Your output must hold every entry exactly as written and none of the pictures.

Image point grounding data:
::::::

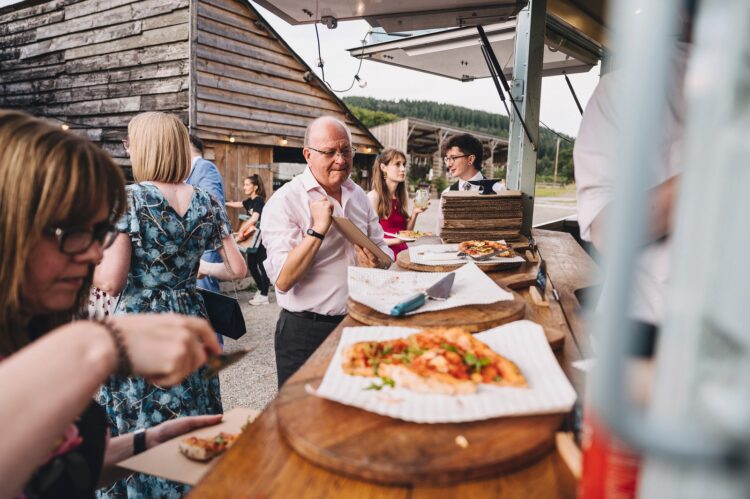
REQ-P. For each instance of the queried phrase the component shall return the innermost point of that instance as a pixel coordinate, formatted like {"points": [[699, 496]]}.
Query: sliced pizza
{"points": [[448, 361], [205, 449], [485, 249], [413, 234]]}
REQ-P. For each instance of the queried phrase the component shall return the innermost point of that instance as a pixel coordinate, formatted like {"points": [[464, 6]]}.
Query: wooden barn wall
{"points": [[393, 134], [237, 161], [249, 84], [96, 63]]}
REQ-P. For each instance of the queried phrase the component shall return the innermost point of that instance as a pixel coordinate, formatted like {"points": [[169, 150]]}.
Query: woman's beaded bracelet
{"points": [[124, 367]]}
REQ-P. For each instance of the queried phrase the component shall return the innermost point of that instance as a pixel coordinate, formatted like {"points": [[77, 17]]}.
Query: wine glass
{"points": [[422, 199]]}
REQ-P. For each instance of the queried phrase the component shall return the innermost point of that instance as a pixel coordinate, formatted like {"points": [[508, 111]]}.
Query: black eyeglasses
{"points": [[450, 159], [78, 240], [346, 153]]}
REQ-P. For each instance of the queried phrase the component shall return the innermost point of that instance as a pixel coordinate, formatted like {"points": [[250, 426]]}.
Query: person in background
{"points": [[153, 264], [52, 233], [463, 156], [389, 197], [253, 205], [595, 154], [206, 175], [307, 258]]}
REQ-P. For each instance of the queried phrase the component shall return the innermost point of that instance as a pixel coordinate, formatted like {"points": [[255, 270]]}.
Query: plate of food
{"points": [[411, 235], [444, 361], [187, 458], [447, 375], [480, 250]]}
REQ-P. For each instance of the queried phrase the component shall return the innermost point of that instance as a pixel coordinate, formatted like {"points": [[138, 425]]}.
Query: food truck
{"points": [[692, 434]]}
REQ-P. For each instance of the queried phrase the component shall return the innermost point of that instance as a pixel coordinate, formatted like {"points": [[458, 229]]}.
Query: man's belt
{"points": [[317, 317]]}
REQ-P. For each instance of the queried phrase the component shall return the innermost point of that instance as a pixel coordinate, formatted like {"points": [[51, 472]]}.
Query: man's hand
{"points": [[321, 212], [365, 258], [176, 427]]}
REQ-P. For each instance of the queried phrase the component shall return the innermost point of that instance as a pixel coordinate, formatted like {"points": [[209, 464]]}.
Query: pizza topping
{"points": [[205, 449], [484, 249], [436, 360]]}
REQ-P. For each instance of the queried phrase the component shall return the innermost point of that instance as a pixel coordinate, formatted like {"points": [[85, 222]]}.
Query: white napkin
{"points": [[382, 289], [446, 254], [523, 342]]}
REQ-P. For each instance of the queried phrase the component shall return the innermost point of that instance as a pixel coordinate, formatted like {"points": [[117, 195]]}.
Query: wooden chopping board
{"points": [[365, 445], [473, 318], [404, 261]]}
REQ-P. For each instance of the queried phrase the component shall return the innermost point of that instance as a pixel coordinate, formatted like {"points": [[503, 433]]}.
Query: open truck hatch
{"points": [[397, 15], [457, 54]]}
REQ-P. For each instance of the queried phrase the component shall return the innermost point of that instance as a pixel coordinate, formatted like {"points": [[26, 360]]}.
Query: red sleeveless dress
{"points": [[393, 224]]}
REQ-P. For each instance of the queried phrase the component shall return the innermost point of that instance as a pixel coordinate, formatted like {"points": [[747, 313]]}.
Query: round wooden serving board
{"points": [[473, 318], [404, 261], [366, 445]]}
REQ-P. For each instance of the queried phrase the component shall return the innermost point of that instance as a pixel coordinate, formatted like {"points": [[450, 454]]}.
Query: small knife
{"points": [[441, 290], [541, 277], [216, 363]]}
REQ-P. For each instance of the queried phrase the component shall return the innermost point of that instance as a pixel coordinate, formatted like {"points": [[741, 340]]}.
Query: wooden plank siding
{"points": [[96, 63], [251, 85]]}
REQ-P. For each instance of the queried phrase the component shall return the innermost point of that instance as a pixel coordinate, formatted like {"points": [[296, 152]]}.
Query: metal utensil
{"points": [[441, 290], [541, 277], [216, 363]]}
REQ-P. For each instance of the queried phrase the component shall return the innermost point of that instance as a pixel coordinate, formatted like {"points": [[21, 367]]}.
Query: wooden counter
{"points": [[261, 464]]}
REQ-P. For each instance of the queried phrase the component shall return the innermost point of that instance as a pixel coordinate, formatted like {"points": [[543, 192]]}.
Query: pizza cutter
{"points": [[441, 290]]}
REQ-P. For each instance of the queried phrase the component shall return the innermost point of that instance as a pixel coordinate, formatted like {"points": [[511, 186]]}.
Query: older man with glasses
{"points": [[307, 258]]}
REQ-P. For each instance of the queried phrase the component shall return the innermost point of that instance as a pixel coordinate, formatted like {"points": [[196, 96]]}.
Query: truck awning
{"points": [[456, 53]]}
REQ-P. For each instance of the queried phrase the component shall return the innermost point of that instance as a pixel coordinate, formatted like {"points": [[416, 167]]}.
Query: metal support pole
{"points": [[557, 156], [526, 90]]}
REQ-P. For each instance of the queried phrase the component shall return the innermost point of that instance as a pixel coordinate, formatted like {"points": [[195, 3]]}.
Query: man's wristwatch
{"points": [[139, 441], [311, 232]]}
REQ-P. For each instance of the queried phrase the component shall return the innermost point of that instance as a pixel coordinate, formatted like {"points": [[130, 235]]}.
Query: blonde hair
{"points": [[379, 185], [48, 177], [159, 148]]}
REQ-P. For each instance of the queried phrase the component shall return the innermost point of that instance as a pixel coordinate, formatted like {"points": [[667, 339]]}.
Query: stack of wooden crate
{"points": [[470, 215]]}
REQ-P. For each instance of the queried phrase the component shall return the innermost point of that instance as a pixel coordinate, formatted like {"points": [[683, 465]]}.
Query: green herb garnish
{"points": [[385, 381], [449, 347], [474, 362]]}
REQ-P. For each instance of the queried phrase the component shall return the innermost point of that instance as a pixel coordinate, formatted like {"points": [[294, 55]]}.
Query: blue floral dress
{"points": [[166, 250]]}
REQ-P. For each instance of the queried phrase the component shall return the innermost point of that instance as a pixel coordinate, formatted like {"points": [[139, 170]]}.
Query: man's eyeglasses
{"points": [[346, 153], [450, 159], [79, 240]]}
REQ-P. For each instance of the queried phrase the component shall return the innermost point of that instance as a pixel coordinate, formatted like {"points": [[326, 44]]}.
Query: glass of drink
{"points": [[422, 199]]}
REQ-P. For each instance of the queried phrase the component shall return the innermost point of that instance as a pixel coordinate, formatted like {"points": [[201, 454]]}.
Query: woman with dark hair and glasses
{"points": [[153, 265], [255, 252], [52, 233]]}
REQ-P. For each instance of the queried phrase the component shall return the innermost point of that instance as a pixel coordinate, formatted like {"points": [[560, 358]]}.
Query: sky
{"points": [[558, 110]]}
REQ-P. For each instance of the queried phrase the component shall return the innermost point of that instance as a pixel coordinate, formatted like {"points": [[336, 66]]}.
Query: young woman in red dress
{"points": [[389, 197]]}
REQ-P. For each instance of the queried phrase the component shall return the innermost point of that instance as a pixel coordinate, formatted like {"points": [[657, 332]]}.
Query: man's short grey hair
{"points": [[321, 119]]}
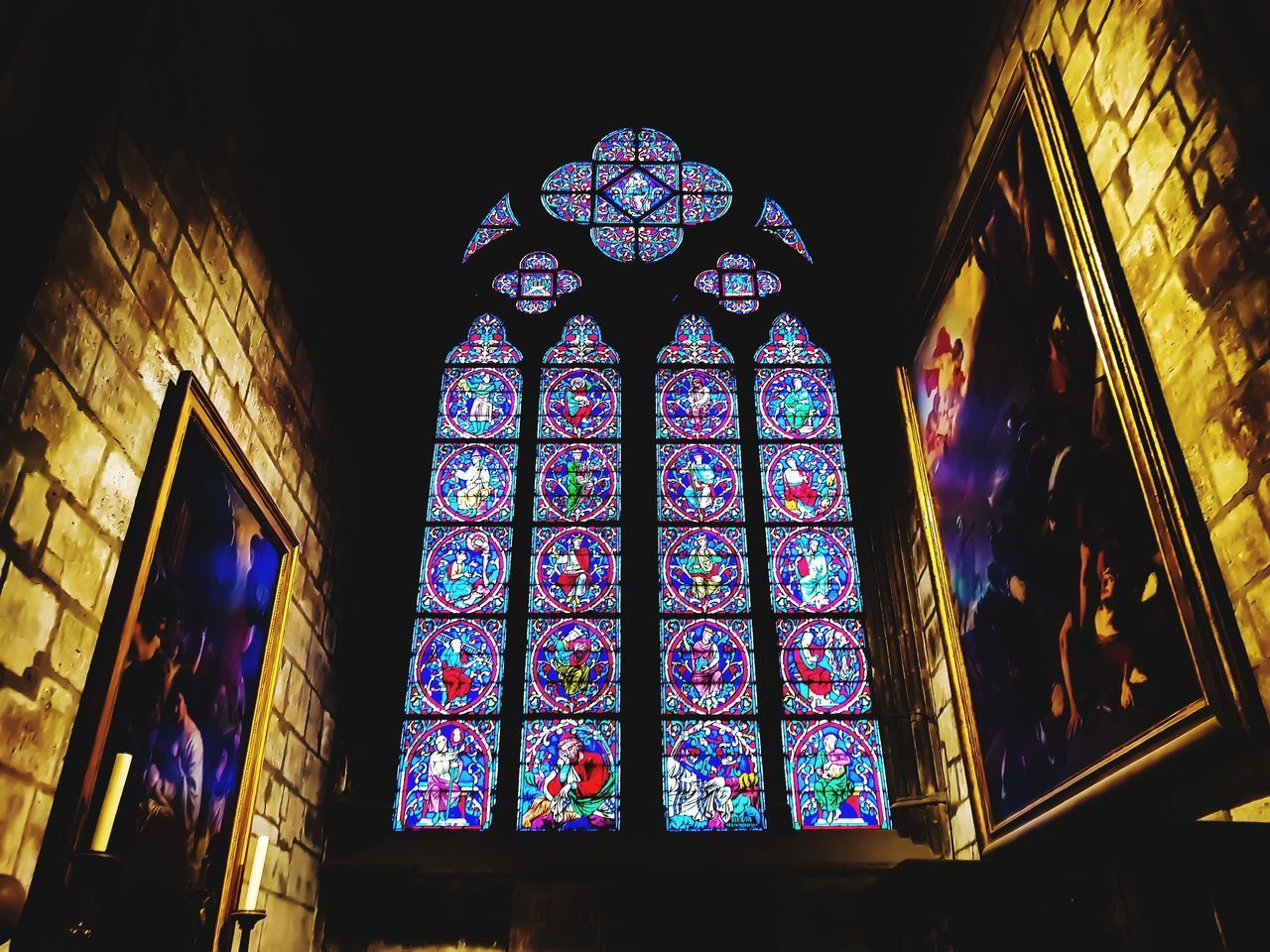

::::::

Task response:
REQ-P. For each instance of the queried phrase the component shall return the innermost point of that instance as a pixel coordinate, formatted like {"points": [[699, 496]]}.
Query: sliced pizza
{"points": [[448, 361], [205, 449], [485, 249], [413, 234]]}
REQ-P. For each instance of the queried phrase the component shall return the innermost point of that instance as a pixel coordinate, formatted like {"points": [[464, 6]]}.
Query: wooden barn wall
{"points": [[393, 134], [237, 161], [249, 84], [96, 63]]}
REQ-P. For each instance of the queried phrase the component shall return the innermost point of that instance as a pixel coordinate, formatted like {"points": [[169, 150]]}.
Query: woman's beaded bracelet
{"points": [[124, 367]]}
REQ-P. For each instance of the queried phrase the component shall return the innermost point of that instance as a pixel coordinate, formatted like {"points": [[77, 17]]}.
Query: wine glass
{"points": [[422, 199]]}
REQ-P. For each instance of the queried phrase the component shall return the innermost point of that instance as a pixel coordinate, formatted like {"points": [[508, 111]]}.
Query: black eyeglasses
{"points": [[450, 159], [78, 240], [346, 153]]}
REQ-P. For each instance of the queried phrase the component shall return the innermost point of that instance as a pixel coordinate, formatted like {"points": [[250, 426]]}.
Query: person in background
{"points": [[153, 264], [52, 233], [463, 156], [389, 197], [253, 205], [595, 154], [206, 175], [307, 258]]}
REQ-P. For each instance of the queried phrase the component shall return the innermost point of that instance as a pixel coordinate, formatted like {"points": [[255, 270]]}.
Query: plate of food
{"points": [[411, 235], [444, 361], [187, 458], [447, 375], [480, 250]]}
REQ-P. For each instance of the queried phrase the component shall return the innermost point of that instance as a pixel coordinate, formatted like {"points": [[138, 425]]}.
Query: food truck
{"points": [[692, 434]]}
REQ-P. For each instance of the queried phrase the component shall return the innermost point of that instance as a pixel coordinate, formatted like {"points": [[458, 229]]}.
Query: man's belt
{"points": [[317, 317]]}
REQ-P. For each instance of the queried phrase the component shall return the innermost point of that instance as a pixel coordinate, formatted like {"points": [[51, 472]]}.
Query: man's hand
{"points": [[321, 212], [365, 258], [176, 427]]}
REQ-P. For each instance of the queried phrase the component shall return the innermost point of that instance as a pixel coordinate, formatted like {"points": [[209, 464]]}.
Query: pizza topping
{"points": [[205, 449], [484, 249], [436, 360]]}
REQ-P. For each instance of the queried phrase the component shall return the innermost point of that instance as a pixel coordinate, formatted like {"points": [[85, 222]]}.
Query: white napkin
{"points": [[382, 289], [446, 254], [523, 342]]}
REQ-P. For each instance of the queried phrase the component shall return the innermost point of that instance as a pixel coordinate, formatted like {"points": [[117, 195]]}.
Query: wooden chopping board
{"points": [[365, 445], [473, 318], [404, 261]]}
REQ-P. For each instance of the queried phrase the component shall return the innermost point of that instance as a pixel coordinate, formatted like {"points": [[503, 433]]}.
Query: open truck hatch
{"points": [[397, 15], [457, 54]]}
REQ-P. For each instance of the queried phrase the component shall return the innermost point of that instance as a pixel coordinate, formatted like {"points": [[26, 360]]}.
Query: red sleeveless dress
{"points": [[393, 224]]}
REQ-P. For each instance of the queried phrase the component shall return the innermost point of that instance as a pixel coordinate, formatted like {"points": [[747, 313]]}.
Query: round wooden serving board
{"points": [[473, 318], [404, 261], [366, 445]]}
REQ-P. For each instance of the queried phrase the component shall return the innermost point of that instance as a pixel coordinate, formatted like {"points": [[450, 454]]}.
Query: small knife
{"points": [[441, 290], [541, 277], [216, 363]]}
REQ-P. For each instance of the queried phrase the component shall return the innermost point of that instance as a pixel coordinate, formatted like {"points": [[741, 340]]}.
Query: wooden plank siding
{"points": [[96, 63], [251, 85]]}
REQ-P. For each instance of the queried phrase the component shall return the innermost point of that instance as a pixel coordinate, formatted like {"points": [[296, 152]]}.
Query: metal utensil
{"points": [[441, 290], [541, 277], [216, 363]]}
REQ-P. For each instance of the queried phrase the component shall return the innermost point of that instance as a pixel coordinate, formatted like {"points": [[21, 367]]}.
Query: wooden counter
{"points": [[261, 464]]}
REQ-P. For each instance of the queried phrase the component shall return the innermost point of that instance as a pixel coordinate, formatted like {"points": [[543, 192]]}.
Query: pizza cutter
{"points": [[441, 290]]}
REQ-P. For each instance of the queried phrase the component shall return the innermost point of that instance as a pixel coordinate, formatted like {"points": [[511, 186]]}.
Query: older man with glasses
{"points": [[307, 258]]}
REQ-P. For each instance of the queried phrase the component shall return the innermost point of that instance as a pixel coordinate, formatted like {"points": [[196, 96]]}.
Query: truck awning
{"points": [[456, 53]]}
REQ-P. For each instance of the queried phrase the component shall return the innermost point of that instance as a pixel coordinate, formatted like {"points": [[416, 167]]}.
Query: metal support pole
{"points": [[557, 156], [526, 90]]}
REQ-P. For each instance of the queried phrase the component shall return the innermost point of that instance as a pixel coordinate, formatted like {"points": [[195, 3]]}.
Query: man's wristwatch
{"points": [[139, 441], [311, 232]]}
REQ-P. For each instance of the queried phrase the component shall return the innermost point of that instance as a pixel coordinate, formatted like {"points": [[130, 235]]}.
Query: blonde hair
{"points": [[379, 185], [48, 177], [159, 148]]}
REQ-P. For each instance of the queried phrase the component shall return the innermost point of that instance as a pixel coordinate, formatted like {"points": [[667, 339]]}.
Query: stack of wooden crate
{"points": [[470, 215]]}
REQ-P. For each instance of the queried phrase the component shall return the innermost point of that instance as a pixel coordinate, formatted like {"points": [[683, 465]]}.
Query: green herb garnish
{"points": [[385, 381], [449, 347], [474, 362]]}
REQ-P. For each instance of the queried phrase the component shall return the innermost point of that instance as a pixel coordinate, formatted like {"points": [[294, 55]]}.
Query: blue floral dress
{"points": [[166, 250]]}
REQ-P. For each instance of the queried phrase the component shall return the innermost point of that instance as a pixel coordinate, formatted like {"points": [[139, 170]]}.
Query: man's eyeglasses
{"points": [[346, 153], [450, 159], [79, 240]]}
REQ-P. For each instance of the queried phrase the component shall return the innermost point of that instance as a pixel coordinate, formatted like {"points": [[326, 44]]}.
Query: glass of drink
{"points": [[422, 199]]}
REQ-P. For each instance of the queried phrase the component shall return the innermost point of that instance as a pixel coordinate, formatted like {"points": [[201, 454]]}.
Query: woman with dark hair and glasses
{"points": [[153, 265], [255, 252], [52, 233]]}
REQ-P. For each instance of the queried phrase the component shall return the innermost point of that instance as a pixel coordinate, formatted like {"points": [[560, 358]]}.
Query: sky
{"points": [[558, 110]]}
REQ-P. For each instance of the queried phrase the component shall return the innermost point of that instance as a pixel coordinate, formatted like {"points": [[336, 66]]}.
Query: young woman in red dress
{"points": [[389, 197]]}
REQ-P. For each instance of the queried phrase the component shall return the innermost point of that instance as a pixel coordinate, formatted like {"points": [[657, 332]]}.
Query: man's short grey hair
{"points": [[321, 119]]}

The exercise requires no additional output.